But the phraseology is misleading; ultimately our industry will refund the money to the American taxpayer through our collective contributions to marine insurance. This is what P&I is there for.

The Francis Scott Key Bridge cost $60m to build in the 1970s, which equates to about $300m in 2024 dollars. But construction inflation has risen faster than consumer price inflation, and with the increased size of vessels over the intervening five decades, there is a case for higher specs this time round.

Lowball estimates from civil engineering experts put the price of a new bridge at $400m-$600m. Some are suggesting higher.

In the first instance, the bill will land with Chubb, the giant property insurance multinational, in its capacity as primary insurer. Rather than freely shell out hundreds of millions of dollars, Chubb will almost certainly seek to recover its outlays from the vessel’s liability insurers, namely Britannia P&I Club for the first small $10m layer and ultimately the wider International Group and the reinsurance market. This process is known as ‘subrogation’ in sector jargon and is standard practice.

Not due to any fault

Now for the fun part. Dali’s owner and manager, Singaporean entities Grace Ocean and Synergy Marine, have protected their interests by filing a court petition denying any liability whatsoever.

• **WORK ORDER**
Transcribe, word for word, the stretch of the bridge insurance passage from "Lowball estimates from" through "is standard practice.".

• **Dataset items**
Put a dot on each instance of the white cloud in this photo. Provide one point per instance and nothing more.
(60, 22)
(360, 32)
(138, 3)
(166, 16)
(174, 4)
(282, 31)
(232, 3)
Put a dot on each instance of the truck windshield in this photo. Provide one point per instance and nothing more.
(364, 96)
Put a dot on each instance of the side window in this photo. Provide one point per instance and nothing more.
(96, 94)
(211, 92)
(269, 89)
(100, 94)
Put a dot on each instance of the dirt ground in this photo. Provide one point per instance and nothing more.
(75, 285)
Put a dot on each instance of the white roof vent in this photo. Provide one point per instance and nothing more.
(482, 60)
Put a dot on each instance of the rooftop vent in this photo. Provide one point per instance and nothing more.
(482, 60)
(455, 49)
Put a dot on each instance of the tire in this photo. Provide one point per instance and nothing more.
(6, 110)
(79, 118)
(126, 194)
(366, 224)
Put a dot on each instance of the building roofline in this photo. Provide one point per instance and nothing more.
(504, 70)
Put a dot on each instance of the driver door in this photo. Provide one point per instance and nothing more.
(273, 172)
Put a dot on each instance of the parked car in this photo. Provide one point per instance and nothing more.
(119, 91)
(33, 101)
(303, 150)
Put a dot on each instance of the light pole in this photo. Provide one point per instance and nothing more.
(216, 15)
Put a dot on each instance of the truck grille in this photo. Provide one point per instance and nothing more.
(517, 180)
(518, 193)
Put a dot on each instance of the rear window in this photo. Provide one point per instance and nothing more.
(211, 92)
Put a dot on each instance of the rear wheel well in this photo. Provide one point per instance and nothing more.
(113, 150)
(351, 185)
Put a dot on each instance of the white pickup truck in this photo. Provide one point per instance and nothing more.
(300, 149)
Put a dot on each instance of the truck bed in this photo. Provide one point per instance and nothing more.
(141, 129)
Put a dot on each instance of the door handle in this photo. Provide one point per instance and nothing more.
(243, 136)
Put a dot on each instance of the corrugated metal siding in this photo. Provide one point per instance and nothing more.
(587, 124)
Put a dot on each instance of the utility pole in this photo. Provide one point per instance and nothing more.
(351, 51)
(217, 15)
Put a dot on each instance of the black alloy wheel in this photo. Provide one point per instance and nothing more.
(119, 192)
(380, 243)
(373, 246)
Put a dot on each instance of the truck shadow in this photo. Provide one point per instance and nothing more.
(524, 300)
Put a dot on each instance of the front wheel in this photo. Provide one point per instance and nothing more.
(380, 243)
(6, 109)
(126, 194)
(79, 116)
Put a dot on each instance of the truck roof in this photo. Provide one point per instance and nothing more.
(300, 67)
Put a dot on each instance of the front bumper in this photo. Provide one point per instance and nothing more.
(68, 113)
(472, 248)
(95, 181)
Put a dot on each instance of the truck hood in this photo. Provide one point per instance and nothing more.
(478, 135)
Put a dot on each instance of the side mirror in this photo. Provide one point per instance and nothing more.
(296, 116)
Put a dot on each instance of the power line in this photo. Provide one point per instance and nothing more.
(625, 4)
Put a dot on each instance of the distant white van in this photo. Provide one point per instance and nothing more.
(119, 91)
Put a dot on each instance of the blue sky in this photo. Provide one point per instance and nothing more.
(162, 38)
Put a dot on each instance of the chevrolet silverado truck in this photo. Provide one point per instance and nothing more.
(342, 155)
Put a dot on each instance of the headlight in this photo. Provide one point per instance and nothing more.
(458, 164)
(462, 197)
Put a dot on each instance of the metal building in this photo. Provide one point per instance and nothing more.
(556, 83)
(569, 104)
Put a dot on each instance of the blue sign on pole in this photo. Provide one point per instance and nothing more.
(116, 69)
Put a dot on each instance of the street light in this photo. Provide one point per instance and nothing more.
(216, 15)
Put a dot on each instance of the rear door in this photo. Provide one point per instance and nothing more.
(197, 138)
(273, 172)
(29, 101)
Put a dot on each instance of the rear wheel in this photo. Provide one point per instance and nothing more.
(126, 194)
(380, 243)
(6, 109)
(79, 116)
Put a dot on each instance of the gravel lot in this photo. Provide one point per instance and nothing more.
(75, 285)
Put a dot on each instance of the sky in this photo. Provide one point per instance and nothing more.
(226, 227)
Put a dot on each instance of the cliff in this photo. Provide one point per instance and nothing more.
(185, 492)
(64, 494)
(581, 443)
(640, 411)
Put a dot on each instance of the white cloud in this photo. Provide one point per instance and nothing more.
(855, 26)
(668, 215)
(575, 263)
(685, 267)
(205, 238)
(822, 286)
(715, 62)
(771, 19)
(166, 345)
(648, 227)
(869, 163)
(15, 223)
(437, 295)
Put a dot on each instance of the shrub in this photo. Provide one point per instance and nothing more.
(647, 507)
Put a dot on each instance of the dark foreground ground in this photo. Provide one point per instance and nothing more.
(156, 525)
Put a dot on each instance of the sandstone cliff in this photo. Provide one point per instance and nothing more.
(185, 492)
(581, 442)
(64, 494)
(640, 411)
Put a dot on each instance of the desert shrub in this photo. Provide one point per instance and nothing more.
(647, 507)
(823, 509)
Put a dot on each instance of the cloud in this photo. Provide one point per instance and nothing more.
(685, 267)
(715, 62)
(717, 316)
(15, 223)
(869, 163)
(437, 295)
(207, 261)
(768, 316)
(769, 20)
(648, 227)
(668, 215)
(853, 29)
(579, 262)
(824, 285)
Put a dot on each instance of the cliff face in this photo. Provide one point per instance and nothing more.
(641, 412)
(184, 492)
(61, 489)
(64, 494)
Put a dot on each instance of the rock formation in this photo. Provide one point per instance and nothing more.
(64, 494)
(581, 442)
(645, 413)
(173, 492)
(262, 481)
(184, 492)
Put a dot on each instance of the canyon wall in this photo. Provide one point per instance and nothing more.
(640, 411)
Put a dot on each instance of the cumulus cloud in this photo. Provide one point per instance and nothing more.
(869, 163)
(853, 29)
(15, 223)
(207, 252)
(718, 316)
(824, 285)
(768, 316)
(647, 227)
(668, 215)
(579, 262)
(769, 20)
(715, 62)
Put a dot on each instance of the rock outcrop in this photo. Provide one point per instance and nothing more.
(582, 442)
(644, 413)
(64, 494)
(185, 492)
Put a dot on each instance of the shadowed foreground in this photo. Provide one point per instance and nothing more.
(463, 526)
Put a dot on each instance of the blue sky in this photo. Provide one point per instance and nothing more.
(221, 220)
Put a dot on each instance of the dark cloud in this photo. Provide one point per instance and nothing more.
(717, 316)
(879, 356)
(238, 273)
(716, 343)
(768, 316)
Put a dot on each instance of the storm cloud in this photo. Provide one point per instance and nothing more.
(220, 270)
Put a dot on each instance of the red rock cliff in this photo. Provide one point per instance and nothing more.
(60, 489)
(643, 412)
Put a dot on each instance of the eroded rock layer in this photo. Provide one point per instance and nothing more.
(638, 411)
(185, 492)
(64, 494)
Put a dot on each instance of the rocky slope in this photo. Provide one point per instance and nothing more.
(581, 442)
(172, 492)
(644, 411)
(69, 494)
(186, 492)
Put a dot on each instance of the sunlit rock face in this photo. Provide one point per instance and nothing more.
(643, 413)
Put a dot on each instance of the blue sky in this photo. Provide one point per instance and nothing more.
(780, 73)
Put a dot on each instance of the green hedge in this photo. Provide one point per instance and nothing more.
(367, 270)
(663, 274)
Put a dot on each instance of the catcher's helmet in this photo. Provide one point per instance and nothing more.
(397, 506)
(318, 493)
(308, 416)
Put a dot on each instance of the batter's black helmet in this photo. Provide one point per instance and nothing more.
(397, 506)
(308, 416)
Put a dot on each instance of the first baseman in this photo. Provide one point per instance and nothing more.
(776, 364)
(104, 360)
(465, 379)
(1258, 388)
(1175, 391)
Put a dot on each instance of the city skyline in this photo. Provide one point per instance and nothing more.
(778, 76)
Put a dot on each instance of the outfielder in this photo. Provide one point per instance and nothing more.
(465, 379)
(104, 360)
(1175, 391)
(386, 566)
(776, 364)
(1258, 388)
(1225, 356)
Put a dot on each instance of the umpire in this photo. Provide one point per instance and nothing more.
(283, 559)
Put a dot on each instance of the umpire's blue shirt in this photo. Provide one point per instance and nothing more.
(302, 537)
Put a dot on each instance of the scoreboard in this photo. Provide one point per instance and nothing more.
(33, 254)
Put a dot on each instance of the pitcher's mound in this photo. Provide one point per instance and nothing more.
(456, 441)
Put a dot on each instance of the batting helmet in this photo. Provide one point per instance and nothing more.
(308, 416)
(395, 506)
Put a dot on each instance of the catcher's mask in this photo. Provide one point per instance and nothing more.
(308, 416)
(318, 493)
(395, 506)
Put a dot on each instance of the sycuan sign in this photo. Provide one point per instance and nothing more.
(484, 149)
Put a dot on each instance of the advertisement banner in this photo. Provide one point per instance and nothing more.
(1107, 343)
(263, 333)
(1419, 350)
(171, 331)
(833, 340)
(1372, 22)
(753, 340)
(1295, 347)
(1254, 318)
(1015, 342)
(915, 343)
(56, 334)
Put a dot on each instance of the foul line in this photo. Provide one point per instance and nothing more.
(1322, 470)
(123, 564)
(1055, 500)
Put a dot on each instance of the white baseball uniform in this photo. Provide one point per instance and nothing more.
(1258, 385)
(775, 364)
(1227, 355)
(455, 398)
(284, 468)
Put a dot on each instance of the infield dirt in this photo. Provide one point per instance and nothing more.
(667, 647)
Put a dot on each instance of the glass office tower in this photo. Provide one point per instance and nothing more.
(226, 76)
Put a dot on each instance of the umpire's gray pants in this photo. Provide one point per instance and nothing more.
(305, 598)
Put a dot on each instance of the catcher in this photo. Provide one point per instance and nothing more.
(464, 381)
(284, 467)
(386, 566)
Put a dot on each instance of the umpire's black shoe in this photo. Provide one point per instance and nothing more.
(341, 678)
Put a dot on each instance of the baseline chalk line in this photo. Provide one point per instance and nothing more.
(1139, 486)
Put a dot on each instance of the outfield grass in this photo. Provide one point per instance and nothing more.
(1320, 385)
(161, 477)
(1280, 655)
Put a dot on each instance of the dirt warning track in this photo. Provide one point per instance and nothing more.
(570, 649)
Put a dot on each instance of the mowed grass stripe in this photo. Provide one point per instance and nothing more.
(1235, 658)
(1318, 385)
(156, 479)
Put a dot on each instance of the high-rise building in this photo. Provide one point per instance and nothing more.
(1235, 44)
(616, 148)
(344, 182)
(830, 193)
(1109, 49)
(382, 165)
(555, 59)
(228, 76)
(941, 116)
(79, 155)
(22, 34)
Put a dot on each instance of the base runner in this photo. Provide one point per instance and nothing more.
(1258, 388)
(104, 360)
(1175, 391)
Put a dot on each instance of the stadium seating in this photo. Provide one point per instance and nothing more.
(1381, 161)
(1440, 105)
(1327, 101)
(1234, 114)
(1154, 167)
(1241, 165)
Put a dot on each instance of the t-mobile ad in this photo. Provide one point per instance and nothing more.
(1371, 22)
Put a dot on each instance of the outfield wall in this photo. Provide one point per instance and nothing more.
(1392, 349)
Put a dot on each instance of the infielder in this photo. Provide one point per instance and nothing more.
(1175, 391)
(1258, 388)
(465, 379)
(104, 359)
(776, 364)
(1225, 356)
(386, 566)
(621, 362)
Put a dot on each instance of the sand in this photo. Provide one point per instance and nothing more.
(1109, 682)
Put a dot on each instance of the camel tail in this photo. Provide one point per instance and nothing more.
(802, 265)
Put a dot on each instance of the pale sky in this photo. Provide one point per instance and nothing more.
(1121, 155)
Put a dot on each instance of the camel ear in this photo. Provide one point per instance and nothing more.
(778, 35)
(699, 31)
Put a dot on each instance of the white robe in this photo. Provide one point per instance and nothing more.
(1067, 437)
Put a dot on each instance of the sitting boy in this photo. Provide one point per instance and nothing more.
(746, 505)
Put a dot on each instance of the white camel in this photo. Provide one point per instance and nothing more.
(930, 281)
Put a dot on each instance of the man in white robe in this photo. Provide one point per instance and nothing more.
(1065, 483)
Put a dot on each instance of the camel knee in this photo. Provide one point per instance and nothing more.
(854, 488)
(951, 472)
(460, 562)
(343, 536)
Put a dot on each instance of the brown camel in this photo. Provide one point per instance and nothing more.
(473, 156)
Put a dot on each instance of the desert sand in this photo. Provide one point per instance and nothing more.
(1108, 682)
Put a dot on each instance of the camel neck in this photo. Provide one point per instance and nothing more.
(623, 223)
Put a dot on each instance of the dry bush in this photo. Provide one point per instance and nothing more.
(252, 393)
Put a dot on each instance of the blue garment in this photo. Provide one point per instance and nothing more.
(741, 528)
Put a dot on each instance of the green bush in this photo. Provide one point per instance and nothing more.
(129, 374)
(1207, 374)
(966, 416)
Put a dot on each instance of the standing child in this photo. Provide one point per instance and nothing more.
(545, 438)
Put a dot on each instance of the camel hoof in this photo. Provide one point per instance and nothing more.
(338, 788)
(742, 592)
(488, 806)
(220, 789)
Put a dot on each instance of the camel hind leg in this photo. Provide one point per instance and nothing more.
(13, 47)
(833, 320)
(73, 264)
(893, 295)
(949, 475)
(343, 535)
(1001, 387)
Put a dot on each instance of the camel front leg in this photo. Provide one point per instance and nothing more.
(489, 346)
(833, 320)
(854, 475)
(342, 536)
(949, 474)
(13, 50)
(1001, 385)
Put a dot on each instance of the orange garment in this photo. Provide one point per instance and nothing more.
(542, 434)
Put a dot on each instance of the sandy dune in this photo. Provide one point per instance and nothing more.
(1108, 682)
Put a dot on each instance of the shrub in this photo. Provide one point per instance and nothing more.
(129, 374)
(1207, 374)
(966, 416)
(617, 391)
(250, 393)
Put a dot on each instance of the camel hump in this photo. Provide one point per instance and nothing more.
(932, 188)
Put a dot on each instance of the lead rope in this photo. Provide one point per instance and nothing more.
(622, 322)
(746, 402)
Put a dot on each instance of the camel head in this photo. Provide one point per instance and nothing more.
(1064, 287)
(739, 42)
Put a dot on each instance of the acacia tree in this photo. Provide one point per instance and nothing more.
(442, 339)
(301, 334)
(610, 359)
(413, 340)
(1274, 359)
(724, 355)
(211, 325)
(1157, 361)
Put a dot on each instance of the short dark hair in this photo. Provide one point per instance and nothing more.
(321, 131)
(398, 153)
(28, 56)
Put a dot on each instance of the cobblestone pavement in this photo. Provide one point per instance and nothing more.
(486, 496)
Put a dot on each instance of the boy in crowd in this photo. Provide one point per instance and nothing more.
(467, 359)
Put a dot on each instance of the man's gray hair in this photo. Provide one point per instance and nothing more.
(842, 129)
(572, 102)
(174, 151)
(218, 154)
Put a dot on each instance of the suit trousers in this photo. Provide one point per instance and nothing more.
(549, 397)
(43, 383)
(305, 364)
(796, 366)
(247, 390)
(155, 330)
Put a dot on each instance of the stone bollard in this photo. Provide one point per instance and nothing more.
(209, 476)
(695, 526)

• **REPLY TO THE EXERCISE**
Lowball estimates from civil engineering experts put the price of a new bridge at $400m-$600m. Some are suggesting higher.

In the first instance, the bill will land with Chubb, the giant property insurance multinational, in its capacity as primary insurer. Rather than freely shell out hundreds of millions of dollars, Chubb will almost certainly seek to recover its outlays from the vessel’s liability insurers, namely Britannia P&I Club for the first small $10m layer and ultimately the wider International Group and the reinsurance market. This process is known as ‘subrogation’ in sector jargon and is standard practice.